▸ **Task to complete**: The result should be an exact copy of the lines from the one with "pixel 296 168" through the last line of the data below, both included.

▸ **Stored data**:
━━━━━━━━━━━━━━━━━━━━

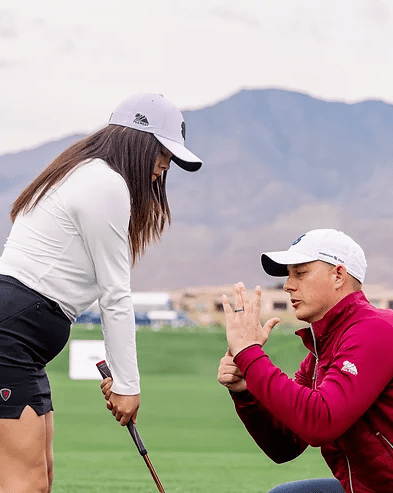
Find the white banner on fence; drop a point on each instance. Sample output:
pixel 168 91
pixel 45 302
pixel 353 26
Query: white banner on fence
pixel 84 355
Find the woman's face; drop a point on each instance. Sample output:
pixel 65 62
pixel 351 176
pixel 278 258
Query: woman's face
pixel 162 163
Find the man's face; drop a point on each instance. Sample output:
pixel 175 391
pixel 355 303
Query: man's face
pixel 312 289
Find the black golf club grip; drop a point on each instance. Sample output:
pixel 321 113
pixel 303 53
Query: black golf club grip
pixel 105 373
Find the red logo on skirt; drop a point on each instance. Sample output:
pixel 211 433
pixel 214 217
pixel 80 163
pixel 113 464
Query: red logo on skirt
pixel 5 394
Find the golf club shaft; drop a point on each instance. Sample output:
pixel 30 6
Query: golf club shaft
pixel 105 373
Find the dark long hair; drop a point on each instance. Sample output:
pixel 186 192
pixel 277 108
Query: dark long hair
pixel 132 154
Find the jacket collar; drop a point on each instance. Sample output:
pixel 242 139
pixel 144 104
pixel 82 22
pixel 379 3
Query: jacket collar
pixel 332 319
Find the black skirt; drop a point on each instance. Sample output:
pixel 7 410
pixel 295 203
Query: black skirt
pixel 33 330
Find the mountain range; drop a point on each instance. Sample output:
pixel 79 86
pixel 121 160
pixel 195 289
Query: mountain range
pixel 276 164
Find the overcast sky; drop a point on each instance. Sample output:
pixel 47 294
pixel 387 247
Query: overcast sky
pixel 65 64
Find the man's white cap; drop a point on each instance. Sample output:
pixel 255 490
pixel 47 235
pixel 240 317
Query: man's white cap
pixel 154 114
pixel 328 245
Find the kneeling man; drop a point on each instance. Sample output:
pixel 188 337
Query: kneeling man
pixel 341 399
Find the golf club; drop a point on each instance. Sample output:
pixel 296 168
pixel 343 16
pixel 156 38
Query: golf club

━━━━━━━━━━━━━━━━━━━━

▸ **Answer box**:
pixel 296 168
pixel 343 16
pixel 156 38
Query: golf club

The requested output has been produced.